• [TASK DIRECTIONS]: For the listing that follows, give again exactly the lines from the one with "Target: yellow and" to the one with "If you could indicate the outstretched", including both.
^^^^^^^^^^^^^^^^
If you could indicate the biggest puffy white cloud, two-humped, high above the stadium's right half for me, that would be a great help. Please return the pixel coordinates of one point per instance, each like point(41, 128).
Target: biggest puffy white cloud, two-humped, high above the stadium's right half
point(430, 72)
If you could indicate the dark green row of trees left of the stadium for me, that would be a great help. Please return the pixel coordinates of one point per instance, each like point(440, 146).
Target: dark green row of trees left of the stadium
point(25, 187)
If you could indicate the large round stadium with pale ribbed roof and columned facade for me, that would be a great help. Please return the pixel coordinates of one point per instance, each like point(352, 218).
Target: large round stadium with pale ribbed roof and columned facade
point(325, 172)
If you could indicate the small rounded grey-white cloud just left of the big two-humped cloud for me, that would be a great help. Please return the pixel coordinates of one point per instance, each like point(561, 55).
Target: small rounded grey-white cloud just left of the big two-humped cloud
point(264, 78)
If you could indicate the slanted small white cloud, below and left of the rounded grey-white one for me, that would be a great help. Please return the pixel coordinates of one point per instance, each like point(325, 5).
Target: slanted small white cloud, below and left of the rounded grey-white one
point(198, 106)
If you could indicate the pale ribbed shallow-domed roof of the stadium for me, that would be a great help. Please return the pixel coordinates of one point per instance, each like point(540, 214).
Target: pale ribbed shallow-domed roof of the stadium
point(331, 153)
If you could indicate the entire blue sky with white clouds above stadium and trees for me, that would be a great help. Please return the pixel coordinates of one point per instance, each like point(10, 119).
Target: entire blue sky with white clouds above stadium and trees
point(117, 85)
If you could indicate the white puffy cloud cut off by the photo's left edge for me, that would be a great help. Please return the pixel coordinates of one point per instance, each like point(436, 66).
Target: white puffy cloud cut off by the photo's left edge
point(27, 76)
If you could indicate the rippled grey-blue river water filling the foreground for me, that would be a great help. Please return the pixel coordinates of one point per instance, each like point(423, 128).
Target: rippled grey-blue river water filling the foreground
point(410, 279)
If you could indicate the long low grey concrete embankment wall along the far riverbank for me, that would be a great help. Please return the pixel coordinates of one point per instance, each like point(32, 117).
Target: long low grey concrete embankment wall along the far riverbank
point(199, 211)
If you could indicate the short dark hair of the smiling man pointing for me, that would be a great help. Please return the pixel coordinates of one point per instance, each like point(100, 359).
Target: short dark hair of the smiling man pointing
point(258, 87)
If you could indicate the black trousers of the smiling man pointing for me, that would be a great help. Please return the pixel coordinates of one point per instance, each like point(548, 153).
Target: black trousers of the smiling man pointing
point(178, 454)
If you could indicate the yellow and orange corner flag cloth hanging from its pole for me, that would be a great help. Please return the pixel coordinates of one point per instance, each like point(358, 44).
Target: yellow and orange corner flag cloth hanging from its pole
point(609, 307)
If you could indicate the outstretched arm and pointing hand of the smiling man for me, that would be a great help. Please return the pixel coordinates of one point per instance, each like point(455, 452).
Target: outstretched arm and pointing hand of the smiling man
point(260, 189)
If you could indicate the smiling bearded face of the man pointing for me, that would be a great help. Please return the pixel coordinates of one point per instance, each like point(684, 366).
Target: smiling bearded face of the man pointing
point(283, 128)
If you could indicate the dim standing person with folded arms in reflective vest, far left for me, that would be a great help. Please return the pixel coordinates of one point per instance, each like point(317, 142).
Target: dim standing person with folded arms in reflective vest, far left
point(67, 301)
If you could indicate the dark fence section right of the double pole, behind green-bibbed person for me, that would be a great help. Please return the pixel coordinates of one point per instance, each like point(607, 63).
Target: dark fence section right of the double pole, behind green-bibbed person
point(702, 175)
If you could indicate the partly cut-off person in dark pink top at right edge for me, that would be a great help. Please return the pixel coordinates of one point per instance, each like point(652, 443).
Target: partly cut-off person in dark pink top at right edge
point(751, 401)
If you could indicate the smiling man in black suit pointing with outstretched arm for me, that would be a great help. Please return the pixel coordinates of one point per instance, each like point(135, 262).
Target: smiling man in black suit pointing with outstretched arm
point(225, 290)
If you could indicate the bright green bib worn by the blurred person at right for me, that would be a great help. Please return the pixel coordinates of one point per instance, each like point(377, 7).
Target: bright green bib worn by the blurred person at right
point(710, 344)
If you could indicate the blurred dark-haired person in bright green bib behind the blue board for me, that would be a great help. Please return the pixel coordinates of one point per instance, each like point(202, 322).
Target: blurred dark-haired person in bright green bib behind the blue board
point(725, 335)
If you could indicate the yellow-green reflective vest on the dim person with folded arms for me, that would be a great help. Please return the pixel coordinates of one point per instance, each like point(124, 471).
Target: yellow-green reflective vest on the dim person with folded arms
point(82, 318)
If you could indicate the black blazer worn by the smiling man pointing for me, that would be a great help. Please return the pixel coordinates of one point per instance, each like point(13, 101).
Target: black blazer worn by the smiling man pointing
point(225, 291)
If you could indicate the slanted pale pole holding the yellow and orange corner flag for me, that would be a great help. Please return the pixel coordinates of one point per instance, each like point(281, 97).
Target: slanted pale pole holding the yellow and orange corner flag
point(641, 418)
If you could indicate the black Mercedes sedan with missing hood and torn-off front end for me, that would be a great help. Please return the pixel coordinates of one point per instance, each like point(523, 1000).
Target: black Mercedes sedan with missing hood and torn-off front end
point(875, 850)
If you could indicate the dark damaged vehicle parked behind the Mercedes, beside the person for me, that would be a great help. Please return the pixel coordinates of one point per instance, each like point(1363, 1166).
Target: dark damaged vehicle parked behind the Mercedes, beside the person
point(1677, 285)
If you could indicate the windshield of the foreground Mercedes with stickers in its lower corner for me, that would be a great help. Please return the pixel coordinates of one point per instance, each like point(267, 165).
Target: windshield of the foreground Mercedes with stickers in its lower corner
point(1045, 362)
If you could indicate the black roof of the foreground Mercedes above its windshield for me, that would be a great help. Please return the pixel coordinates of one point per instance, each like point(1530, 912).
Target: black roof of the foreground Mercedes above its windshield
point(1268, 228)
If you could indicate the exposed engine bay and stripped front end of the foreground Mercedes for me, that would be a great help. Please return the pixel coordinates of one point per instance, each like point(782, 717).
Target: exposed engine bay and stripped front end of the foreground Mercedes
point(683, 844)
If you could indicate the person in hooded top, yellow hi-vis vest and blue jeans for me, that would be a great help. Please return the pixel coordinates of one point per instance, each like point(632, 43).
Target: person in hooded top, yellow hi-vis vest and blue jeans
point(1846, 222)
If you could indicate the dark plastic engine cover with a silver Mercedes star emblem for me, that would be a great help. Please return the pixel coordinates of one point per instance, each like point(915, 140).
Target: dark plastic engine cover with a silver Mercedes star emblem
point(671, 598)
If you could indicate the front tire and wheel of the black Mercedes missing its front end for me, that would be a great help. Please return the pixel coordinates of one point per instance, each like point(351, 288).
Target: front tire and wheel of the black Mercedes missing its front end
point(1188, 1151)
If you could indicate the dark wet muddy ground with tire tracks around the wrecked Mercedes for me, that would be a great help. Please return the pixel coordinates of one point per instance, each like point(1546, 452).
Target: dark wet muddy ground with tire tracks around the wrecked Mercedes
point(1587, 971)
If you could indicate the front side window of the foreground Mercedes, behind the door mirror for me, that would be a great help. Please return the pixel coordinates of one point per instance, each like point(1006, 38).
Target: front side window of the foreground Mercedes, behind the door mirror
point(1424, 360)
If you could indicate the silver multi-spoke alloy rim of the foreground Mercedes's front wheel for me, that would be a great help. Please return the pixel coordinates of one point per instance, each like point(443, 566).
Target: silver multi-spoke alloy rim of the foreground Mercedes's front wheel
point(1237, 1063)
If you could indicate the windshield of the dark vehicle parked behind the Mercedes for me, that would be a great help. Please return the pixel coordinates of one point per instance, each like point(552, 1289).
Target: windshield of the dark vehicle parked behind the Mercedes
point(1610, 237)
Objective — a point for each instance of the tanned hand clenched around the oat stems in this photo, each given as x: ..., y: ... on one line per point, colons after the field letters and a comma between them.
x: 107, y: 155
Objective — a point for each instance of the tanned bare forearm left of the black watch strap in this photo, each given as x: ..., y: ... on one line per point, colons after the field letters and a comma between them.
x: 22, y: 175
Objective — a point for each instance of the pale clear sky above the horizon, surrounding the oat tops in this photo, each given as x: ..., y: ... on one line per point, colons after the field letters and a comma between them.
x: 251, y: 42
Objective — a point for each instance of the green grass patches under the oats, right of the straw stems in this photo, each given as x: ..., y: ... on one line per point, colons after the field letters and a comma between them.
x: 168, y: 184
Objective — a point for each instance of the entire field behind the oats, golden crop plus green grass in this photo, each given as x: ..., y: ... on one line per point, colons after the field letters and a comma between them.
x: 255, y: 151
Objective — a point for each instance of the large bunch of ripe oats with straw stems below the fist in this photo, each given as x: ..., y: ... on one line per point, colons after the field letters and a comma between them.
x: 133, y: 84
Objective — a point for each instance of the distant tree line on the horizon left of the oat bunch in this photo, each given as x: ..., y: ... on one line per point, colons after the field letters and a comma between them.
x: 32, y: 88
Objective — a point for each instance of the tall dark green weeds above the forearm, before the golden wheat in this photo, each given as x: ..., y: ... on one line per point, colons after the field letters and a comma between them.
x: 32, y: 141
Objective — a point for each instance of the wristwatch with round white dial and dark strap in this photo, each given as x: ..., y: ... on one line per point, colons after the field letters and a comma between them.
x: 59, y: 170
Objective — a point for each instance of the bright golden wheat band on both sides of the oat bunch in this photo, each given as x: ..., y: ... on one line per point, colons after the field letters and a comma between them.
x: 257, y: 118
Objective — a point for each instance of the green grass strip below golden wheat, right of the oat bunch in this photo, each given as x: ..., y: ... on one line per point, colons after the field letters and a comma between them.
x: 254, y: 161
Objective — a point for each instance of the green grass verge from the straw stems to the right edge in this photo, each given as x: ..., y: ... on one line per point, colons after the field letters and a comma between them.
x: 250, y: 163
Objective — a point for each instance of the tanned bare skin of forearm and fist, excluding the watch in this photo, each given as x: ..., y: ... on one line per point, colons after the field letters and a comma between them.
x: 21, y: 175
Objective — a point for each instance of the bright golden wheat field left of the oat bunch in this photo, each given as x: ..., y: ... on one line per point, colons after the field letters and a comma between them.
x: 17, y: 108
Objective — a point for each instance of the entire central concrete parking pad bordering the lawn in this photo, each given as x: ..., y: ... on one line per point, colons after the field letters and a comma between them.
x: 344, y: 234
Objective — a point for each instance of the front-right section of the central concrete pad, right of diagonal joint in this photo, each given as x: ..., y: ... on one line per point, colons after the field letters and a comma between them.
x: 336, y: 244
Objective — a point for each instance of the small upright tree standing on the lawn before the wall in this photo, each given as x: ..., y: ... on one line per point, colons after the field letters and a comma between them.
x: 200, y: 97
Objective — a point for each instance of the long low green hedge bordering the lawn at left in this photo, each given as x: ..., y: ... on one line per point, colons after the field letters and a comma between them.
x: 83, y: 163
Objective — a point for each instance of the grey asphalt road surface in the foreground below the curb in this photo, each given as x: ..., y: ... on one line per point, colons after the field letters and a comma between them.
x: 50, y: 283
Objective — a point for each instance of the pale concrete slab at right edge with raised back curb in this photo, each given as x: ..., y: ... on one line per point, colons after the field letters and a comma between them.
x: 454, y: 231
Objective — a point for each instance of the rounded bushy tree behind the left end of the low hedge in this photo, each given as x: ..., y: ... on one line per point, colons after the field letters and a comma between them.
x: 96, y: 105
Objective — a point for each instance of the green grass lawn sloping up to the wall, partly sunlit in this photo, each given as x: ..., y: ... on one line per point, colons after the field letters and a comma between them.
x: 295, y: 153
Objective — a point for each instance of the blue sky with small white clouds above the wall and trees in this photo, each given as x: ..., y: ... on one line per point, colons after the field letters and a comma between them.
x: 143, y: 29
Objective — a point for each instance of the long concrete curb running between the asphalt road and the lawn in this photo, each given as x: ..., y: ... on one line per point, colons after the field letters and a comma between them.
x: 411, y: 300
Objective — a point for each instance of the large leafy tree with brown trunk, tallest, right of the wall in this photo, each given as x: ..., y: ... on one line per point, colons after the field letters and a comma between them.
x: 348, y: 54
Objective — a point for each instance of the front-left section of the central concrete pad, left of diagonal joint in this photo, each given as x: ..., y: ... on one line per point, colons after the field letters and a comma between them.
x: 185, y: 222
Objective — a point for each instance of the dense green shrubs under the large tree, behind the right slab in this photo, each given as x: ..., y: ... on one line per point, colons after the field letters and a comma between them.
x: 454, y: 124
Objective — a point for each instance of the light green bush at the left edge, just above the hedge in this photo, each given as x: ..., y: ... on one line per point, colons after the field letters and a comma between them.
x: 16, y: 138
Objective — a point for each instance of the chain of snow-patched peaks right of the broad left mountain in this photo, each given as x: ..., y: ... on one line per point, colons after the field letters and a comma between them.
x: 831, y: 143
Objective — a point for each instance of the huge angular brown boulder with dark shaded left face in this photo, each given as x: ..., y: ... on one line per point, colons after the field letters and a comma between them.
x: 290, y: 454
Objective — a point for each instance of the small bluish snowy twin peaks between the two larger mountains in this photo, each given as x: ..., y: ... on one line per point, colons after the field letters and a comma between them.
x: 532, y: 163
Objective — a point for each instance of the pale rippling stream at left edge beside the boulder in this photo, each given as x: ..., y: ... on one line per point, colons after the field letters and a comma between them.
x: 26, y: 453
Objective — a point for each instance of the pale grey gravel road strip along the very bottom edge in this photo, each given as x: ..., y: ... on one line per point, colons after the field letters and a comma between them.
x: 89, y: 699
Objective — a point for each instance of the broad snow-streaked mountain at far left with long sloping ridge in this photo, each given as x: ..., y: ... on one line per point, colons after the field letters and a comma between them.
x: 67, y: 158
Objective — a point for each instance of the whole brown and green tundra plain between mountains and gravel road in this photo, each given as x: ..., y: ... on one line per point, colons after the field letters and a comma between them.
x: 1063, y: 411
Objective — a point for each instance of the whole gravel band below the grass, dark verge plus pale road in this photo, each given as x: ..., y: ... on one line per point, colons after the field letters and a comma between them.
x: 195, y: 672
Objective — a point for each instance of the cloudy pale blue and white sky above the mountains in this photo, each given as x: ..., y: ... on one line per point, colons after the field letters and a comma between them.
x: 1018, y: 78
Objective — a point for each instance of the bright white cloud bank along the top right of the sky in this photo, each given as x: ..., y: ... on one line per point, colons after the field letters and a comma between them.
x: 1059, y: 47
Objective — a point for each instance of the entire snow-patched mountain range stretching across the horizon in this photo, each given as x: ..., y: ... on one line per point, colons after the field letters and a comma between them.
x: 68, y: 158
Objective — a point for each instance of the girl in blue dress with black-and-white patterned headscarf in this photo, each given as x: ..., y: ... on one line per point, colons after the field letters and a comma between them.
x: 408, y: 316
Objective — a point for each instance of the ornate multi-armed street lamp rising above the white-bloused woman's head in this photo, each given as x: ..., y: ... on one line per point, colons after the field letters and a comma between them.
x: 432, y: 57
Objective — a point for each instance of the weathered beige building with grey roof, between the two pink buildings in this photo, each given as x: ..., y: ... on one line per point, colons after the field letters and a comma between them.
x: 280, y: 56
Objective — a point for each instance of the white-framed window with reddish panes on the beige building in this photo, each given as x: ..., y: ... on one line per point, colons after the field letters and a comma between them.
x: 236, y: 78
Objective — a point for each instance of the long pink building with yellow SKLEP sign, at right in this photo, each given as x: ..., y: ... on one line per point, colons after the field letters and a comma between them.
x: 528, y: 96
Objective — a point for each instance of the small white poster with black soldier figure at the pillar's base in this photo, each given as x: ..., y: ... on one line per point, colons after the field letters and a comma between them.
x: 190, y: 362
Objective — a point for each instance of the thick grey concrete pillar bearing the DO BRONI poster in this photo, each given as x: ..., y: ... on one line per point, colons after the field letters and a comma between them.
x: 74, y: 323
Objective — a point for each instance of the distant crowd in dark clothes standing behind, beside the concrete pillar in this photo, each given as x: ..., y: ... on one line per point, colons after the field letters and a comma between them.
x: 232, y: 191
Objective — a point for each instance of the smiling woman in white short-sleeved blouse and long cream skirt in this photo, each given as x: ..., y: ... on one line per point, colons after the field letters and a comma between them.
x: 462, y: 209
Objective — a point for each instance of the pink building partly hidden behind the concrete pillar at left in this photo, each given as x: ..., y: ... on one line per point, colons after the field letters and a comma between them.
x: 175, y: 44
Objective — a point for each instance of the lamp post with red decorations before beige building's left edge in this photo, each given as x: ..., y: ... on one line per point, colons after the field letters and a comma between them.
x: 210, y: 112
^^^^^^^^^^^^^^^^
• [WRITTEN RESPONSE]:
Target: yellow and orange corner flag cloth hanging from its pole
point(609, 307)
If you could indicate the outstretched arm and pointing hand of the smiling man for me, that would be a great help. Please return the pixel coordinates of one point per instance, each like point(455, 452).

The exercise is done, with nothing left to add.